Records for this task:
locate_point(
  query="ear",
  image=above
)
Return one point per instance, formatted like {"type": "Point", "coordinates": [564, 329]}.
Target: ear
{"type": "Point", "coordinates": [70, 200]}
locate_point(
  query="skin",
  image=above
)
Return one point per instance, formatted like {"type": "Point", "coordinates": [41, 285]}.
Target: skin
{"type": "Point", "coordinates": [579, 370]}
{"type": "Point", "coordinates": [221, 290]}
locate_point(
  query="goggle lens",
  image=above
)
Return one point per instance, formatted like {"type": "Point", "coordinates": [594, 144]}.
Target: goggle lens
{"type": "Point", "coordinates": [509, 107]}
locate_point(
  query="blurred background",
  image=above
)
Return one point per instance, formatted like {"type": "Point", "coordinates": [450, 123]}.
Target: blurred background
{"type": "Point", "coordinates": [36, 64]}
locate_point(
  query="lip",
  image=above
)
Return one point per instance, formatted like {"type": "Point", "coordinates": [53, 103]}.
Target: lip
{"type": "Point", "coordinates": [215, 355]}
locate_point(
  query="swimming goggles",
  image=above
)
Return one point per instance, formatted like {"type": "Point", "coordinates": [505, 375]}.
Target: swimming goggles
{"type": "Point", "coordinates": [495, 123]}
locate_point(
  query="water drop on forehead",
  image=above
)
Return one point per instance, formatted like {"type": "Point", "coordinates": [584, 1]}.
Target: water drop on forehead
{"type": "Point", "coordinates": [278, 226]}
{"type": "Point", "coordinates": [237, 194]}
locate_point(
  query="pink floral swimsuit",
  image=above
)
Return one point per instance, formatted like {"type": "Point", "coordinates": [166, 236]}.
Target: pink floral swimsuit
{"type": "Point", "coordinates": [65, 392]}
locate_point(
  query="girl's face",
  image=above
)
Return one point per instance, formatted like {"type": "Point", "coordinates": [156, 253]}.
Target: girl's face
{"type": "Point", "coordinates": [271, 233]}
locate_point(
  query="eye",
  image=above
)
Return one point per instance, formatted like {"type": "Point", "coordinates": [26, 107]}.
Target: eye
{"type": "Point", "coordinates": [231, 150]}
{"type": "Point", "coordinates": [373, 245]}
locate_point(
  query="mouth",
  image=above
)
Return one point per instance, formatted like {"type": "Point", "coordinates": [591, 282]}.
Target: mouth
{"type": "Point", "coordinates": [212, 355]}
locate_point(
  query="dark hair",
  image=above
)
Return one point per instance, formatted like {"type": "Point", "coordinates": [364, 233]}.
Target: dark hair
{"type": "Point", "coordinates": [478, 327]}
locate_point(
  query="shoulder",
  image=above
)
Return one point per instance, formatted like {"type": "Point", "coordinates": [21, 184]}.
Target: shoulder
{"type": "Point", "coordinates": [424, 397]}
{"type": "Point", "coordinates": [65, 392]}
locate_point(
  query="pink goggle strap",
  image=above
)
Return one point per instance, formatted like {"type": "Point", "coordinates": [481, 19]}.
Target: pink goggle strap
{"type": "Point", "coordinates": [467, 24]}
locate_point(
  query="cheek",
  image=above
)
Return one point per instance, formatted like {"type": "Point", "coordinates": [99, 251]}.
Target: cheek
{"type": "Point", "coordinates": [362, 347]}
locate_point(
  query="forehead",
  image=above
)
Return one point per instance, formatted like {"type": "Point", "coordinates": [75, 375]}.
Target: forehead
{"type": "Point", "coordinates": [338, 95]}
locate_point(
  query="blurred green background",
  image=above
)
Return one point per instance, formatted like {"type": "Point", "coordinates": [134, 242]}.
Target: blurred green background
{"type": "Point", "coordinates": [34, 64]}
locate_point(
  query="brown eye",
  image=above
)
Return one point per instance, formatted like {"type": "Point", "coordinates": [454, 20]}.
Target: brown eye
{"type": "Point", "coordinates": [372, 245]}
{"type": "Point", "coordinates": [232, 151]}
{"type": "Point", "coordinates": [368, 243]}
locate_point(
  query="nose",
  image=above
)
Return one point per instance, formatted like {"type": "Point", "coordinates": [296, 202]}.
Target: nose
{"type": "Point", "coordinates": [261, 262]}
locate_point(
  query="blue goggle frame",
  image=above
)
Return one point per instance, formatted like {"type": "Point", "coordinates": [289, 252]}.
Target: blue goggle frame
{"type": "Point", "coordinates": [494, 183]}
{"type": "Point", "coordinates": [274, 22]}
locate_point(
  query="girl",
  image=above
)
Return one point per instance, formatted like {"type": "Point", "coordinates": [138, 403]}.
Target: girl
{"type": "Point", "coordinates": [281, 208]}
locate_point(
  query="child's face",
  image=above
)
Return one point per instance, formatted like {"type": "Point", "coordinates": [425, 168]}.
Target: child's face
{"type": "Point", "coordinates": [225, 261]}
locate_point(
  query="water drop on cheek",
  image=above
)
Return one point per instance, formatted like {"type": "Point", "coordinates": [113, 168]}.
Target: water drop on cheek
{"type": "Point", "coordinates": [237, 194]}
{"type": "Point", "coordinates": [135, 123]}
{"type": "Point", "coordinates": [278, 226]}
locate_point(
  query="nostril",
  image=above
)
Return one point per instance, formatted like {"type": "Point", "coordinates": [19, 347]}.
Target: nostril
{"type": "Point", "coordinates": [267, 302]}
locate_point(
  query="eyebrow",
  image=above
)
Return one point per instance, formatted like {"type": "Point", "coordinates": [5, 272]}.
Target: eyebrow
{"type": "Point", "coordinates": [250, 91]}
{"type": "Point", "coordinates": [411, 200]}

Problem statement:
Would you write down every record again, exactly?

Answer for the task:
locate_point(
  query="ear",
  image=above
)
Return one point per instance, formatted like {"type": "Point", "coordinates": [564, 329]}.
Target: ear
{"type": "Point", "coordinates": [70, 200]}
locate_point(
  query="skin",
  image=above
)
Return one point per instance, formatted like {"type": "Point", "coordinates": [41, 285]}.
Target: skin
{"type": "Point", "coordinates": [579, 370]}
{"type": "Point", "coordinates": [221, 290]}
locate_point(
  query="goggle lens",
  image=above
)
Return one point per instance, formatted like {"type": "Point", "coordinates": [594, 144]}.
Target: goggle lens
{"type": "Point", "coordinates": [509, 107]}
locate_point(
  query="blurred background",
  image=above
)
Return one point per instance, formatted like {"type": "Point", "coordinates": [450, 123]}.
Target: blurred background
{"type": "Point", "coordinates": [36, 64]}
locate_point(
  query="lip",
  image=above
)
Return one point per instance, formatted like {"type": "Point", "coordinates": [53, 103]}.
Target: lip
{"type": "Point", "coordinates": [215, 355]}
locate_point(
  query="swimming goggles",
  image=above
)
Return one point per instance, formatted like {"type": "Point", "coordinates": [505, 375]}.
Target: swimming goggles
{"type": "Point", "coordinates": [495, 123]}
locate_point(
  query="water drop on forehead",
  image=above
)
Return one point per instance, formatted like {"type": "Point", "coordinates": [584, 1]}.
Target: water drop on forehead
{"type": "Point", "coordinates": [278, 226]}
{"type": "Point", "coordinates": [237, 194]}
locate_point(
  query="pink floral swimsuit",
  image=above
)
Return one point per instance, formatted like {"type": "Point", "coordinates": [166, 236]}.
Target: pink floral swimsuit
{"type": "Point", "coordinates": [65, 392]}
locate_point(
  query="girl's face",
  image=above
)
Return one point per instance, formatted like {"type": "Point", "coordinates": [156, 253]}.
Target: girl's face
{"type": "Point", "coordinates": [271, 233]}
locate_point(
  query="eye",
  image=above
)
Return one point per instance, formatted like {"type": "Point", "coordinates": [26, 107]}.
Target: eye
{"type": "Point", "coordinates": [231, 150]}
{"type": "Point", "coordinates": [373, 245]}
locate_point(
  query="mouth",
  image=above
)
Return one point per instance, formatted like {"type": "Point", "coordinates": [591, 282]}.
Target: mouth
{"type": "Point", "coordinates": [212, 355]}
locate_point(
  query="dark hair",
  image=above
)
Return one point per instance, formatted like {"type": "Point", "coordinates": [364, 233]}.
Target: dark hair
{"type": "Point", "coordinates": [478, 327]}
locate_point(
  query="shoulder",
  image=above
)
Return one point per instance, formatted like {"type": "Point", "coordinates": [21, 184]}.
Target: shoulder
{"type": "Point", "coordinates": [424, 397]}
{"type": "Point", "coordinates": [65, 392]}
locate_point(
  query="pink goggle strap",
  image=above
)
Return one point per instance, formatted like {"type": "Point", "coordinates": [481, 19]}.
Target: pink goggle strap
{"type": "Point", "coordinates": [467, 24]}
locate_point(
  query="cheek",
  image=above
)
Return one point per instance, formatted like {"type": "Point", "coordinates": [99, 251]}.
Target: cheek
{"type": "Point", "coordinates": [362, 347]}
locate_point(
  query="forehead",
  image=above
)
Return one point per instance, formatted like {"type": "Point", "coordinates": [75, 375]}.
Target: forehead
{"type": "Point", "coordinates": [338, 95]}
locate_point(
  query="blurred green background",
  image=above
)
Return one point per instance, formatted like {"type": "Point", "coordinates": [134, 242]}.
Target: blurred green background
{"type": "Point", "coordinates": [34, 64]}
locate_point(
  query="brown eye",
  image=above
)
Return one point per instance, formatted like {"type": "Point", "coordinates": [454, 20]}.
Target: brown eye
{"type": "Point", "coordinates": [372, 245]}
{"type": "Point", "coordinates": [232, 151]}
{"type": "Point", "coordinates": [368, 243]}
locate_point(
  query="nose",
  image=above
)
Return one point per instance, formatted like {"type": "Point", "coordinates": [296, 202]}.
Target: nose
{"type": "Point", "coordinates": [261, 262]}
locate_point(
  query="blue goggle frame",
  image=above
)
Return one point per instance, formatted like {"type": "Point", "coordinates": [289, 252]}.
Target: blue goggle frame
{"type": "Point", "coordinates": [494, 183]}
{"type": "Point", "coordinates": [274, 22]}
locate_point(
  query="girl",
  image=above
)
Return one point per instance, formatted like {"type": "Point", "coordinates": [138, 403]}.
Target: girl
{"type": "Point", "coordinates": [281, 208]}
locate_point(
  query="child's face",
  image=above
)
Return one point per instance, formatted like {"type": "Point", "coordinates": [425, 168]}.
Target: child's face
{"type": "Point", "coordinates": [225, 261]}
locate_point(
  query="water drop on cheek",
  image=above
)
Return one point per instance, formatted like {"type": "Point", "coordinates": [113, 168]}.
Target: water drop on cheek
{"type": "Point", "coordinates": [237, 194]}
{"type": "Point", "coordinates": [135, 123]}
{"type": "Point", "coordinates": [278, 226]}
locate_point(
  query="nostril",
  image=above
)
Return one point per instance, formatted like {"type": "Point", "coordinates": [19, 347]}.
Target: nostril
{"type": "Point", "coordinates": [267, 302]}
locate_point(
  query="eyebrow",
  image=above
)
Return one point per instance, formatted like {"type": "Point", "coordinates": [5, 272]}.
Target: eyebrow
{"type": "Point", "coordinates": [250, 91]}
{"type": "Point", "coordinates": [411, 200]}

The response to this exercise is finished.